Exercise - In the records below, copy out every line from the one containing "of the shadow" down to the one containing "pixel 474 488", including both of those lines, word for word.

-- Begin The data --

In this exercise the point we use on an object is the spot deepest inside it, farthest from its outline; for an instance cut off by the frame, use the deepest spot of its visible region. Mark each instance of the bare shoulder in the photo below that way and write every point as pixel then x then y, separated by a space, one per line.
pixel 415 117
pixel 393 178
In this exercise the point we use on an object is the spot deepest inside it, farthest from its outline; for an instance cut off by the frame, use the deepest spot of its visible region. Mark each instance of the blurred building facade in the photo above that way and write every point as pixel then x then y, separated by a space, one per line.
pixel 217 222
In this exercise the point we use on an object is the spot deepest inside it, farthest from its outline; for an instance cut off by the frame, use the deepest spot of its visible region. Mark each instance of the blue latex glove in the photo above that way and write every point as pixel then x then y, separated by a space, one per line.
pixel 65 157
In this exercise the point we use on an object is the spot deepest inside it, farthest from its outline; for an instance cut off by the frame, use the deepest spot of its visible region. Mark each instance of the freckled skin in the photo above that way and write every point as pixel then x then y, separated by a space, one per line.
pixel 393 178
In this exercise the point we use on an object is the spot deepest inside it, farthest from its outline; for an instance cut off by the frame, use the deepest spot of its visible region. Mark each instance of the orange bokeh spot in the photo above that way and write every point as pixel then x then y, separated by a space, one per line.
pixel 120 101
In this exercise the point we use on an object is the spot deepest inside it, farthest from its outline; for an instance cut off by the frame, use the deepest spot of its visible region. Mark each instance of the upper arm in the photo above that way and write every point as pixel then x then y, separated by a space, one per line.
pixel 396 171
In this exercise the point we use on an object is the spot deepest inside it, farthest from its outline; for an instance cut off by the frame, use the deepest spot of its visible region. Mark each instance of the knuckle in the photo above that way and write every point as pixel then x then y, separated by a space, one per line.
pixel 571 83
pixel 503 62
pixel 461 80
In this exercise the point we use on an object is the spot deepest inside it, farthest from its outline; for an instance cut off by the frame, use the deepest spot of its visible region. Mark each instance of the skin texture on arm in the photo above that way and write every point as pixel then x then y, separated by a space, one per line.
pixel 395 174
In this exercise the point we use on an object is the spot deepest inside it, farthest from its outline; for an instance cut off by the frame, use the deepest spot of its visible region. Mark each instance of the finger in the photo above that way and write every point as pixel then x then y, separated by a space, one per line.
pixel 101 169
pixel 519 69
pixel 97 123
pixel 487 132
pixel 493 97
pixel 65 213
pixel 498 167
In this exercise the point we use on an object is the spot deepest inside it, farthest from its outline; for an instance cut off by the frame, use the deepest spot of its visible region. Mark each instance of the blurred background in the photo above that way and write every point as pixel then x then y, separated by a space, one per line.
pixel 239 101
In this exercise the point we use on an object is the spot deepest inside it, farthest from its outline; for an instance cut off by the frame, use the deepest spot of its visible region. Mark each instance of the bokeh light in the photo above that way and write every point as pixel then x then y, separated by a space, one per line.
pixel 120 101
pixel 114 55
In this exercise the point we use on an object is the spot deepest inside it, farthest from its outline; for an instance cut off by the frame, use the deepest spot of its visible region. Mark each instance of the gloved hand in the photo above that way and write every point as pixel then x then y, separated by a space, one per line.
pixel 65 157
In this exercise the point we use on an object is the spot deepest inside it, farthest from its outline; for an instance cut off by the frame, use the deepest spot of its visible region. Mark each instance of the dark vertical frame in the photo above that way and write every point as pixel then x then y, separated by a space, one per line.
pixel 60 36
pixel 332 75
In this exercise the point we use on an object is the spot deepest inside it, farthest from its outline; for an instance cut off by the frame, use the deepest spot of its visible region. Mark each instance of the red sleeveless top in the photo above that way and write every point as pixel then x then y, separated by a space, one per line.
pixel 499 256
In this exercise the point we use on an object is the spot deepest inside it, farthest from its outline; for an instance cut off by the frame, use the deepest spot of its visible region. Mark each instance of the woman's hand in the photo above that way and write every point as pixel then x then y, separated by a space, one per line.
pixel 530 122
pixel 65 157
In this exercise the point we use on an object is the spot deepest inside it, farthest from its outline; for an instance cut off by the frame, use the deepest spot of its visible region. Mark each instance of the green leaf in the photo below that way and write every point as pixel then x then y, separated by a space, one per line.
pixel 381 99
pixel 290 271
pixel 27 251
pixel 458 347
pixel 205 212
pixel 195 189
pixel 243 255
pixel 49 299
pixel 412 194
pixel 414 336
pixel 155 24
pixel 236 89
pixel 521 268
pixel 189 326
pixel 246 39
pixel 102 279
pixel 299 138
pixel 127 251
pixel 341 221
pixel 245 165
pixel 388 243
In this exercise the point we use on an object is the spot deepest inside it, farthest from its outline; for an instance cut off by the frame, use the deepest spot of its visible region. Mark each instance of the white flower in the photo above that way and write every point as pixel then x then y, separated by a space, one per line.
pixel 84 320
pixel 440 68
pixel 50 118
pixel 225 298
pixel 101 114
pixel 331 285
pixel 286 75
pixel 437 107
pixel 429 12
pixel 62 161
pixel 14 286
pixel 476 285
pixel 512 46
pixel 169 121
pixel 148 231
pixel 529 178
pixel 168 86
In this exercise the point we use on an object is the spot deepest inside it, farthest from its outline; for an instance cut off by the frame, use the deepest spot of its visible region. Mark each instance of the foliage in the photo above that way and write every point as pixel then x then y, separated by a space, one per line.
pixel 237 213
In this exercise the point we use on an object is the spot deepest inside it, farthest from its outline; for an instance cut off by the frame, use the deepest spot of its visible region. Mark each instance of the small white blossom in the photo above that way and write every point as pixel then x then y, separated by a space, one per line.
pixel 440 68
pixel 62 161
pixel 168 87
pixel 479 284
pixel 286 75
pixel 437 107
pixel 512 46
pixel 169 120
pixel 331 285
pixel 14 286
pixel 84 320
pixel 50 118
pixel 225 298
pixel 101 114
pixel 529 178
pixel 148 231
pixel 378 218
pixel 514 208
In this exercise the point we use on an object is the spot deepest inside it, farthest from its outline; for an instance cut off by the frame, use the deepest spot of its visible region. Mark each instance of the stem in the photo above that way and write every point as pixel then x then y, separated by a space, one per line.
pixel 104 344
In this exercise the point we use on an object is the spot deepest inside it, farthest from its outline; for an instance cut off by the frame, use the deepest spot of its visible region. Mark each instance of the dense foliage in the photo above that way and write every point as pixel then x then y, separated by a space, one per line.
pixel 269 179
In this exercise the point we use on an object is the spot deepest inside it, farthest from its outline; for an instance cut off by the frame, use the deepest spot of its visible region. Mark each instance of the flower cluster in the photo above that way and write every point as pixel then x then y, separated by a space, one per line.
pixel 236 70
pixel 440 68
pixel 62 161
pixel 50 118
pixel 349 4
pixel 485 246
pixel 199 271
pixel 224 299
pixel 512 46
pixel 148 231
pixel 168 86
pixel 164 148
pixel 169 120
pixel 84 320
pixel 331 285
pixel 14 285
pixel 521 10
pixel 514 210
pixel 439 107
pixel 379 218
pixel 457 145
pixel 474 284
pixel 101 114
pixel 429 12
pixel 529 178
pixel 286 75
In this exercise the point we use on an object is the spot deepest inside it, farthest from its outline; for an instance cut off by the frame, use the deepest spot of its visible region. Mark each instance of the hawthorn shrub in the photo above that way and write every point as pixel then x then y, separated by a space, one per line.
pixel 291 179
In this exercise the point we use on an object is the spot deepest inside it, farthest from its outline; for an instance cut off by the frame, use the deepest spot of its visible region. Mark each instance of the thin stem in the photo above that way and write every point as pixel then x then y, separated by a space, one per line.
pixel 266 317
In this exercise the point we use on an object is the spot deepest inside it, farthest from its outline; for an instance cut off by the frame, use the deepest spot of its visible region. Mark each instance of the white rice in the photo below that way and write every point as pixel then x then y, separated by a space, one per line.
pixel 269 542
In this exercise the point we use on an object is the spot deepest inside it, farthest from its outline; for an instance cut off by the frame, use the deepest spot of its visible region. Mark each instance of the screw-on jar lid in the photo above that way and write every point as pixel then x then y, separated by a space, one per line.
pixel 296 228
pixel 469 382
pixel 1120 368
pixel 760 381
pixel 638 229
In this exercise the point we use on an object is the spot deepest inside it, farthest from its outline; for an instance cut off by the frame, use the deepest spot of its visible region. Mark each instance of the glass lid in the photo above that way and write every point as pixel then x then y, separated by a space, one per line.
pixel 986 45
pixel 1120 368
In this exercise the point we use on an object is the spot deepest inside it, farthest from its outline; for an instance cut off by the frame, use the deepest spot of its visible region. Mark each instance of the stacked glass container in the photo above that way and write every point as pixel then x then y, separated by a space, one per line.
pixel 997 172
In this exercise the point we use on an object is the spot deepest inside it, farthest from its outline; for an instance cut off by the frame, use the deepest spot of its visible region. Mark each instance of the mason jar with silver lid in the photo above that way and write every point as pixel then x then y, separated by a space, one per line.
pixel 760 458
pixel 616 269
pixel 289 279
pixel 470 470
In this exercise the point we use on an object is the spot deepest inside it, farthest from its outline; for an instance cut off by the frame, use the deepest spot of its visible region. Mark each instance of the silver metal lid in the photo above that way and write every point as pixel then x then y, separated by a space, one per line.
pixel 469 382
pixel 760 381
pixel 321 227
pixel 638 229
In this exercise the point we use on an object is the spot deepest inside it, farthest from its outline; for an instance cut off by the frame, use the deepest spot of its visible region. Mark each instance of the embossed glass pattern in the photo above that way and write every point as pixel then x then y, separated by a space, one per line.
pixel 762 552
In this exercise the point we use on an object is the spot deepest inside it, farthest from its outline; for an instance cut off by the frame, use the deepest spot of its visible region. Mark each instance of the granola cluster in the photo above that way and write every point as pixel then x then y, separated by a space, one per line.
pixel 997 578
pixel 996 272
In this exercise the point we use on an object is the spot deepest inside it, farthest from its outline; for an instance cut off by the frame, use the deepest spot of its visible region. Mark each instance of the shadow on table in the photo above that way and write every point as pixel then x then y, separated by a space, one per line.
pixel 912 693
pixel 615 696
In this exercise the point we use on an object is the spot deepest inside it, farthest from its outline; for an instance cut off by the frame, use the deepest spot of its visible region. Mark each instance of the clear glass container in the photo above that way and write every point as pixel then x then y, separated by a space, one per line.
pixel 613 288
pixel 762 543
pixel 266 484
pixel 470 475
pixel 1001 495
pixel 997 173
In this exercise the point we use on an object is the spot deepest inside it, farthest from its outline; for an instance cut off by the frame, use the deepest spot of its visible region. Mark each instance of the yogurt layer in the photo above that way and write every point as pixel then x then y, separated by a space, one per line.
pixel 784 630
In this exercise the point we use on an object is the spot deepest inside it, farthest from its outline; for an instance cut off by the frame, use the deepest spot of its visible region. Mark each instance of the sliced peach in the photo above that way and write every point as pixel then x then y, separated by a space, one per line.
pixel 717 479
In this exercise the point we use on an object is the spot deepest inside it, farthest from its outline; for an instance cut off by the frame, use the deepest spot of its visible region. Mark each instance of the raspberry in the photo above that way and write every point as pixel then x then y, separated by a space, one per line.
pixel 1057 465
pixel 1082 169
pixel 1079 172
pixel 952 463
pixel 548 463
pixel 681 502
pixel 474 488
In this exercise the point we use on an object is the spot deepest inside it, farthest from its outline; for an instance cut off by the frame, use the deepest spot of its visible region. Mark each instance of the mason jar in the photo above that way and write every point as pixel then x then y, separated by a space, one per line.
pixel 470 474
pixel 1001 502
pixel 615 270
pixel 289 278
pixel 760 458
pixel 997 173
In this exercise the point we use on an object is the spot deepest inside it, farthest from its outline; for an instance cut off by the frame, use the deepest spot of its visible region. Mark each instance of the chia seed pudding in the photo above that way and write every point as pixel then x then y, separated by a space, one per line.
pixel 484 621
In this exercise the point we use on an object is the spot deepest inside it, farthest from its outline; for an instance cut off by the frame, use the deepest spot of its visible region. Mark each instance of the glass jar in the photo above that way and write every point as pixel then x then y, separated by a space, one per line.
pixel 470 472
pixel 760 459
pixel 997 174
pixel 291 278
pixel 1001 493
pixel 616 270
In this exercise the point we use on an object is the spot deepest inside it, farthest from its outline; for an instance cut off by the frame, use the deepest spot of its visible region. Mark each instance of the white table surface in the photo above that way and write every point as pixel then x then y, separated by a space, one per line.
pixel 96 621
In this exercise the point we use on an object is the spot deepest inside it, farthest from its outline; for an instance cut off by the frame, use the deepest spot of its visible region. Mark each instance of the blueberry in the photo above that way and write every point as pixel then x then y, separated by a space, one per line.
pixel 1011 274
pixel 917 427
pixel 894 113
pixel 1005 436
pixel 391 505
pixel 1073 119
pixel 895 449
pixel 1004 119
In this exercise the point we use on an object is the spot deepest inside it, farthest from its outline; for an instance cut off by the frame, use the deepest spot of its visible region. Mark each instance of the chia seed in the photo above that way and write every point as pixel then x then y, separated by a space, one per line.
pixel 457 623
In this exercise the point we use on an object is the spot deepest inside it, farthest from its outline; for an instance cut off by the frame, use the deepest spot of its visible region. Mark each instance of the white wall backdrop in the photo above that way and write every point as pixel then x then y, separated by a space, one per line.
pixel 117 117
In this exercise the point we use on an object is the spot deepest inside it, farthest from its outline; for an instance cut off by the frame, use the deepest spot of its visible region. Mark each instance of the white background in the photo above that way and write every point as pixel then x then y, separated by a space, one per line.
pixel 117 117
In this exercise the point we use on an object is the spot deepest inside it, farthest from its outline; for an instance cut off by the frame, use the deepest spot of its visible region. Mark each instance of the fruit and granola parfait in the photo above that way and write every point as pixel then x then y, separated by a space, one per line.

-- End The data --

Response to the task -
In this exercise the point we use on an object is the spot deepest inside it, farthest from its outline; for an instance cut off by the frame, use the deepest spot of its visible region. Mark each instance of the shadow on table in the photo above that way and write every point as pixel then x then y, separated by a space, one per line.
pixel 912 693
pixel 615 696
In this exercise the point we use on an object is the spot deepest inside it, farthest from its outline; for an instance cut off by the frame, use the deepest spot of its visible region. Mark each instance of the clear glass container in the photo above that way and write every point as pixel then x then y, separated by a space, one per line.
pixel 613 288
pixel 762 543
pixel 266 484
pixel 470 475
pixel 1001 495
pixel 997 173
In this exercise the point we use on an object is the spot deepest inside it, farthest from its outline; for an instance cut off by the frame, use the deepest spot of its visible region. Mark each instance of the yogurt layer in the photo above that way and write every point as pixel then x then y, separated by a space, one per line.
pixel 784 630
In this exercise the point we use on an object is the spot deepest inside it, farthest from its outline; for an instance cut off by the frame, use the deepest spot of its visible region. Mark each instance of the sliced peach in the photo above that way and write every point as pixel then x then y, separated by a space, one per line.
pixel 717 479
In this exercise the point we use on an object is the spot deepest inside it, farthest from its outline; for an instance cut off by the frame, use the deepest spot of its visible region. Mark each instance of the raspberry in the photo above that way and write every point as pixel then x then y, separated by a space, one per line.
pixel 1057 465
pixel 1082 169
pixel 1079 172
pixel 952 463
pixel 548 463
pixel 681 502
pixel 474 488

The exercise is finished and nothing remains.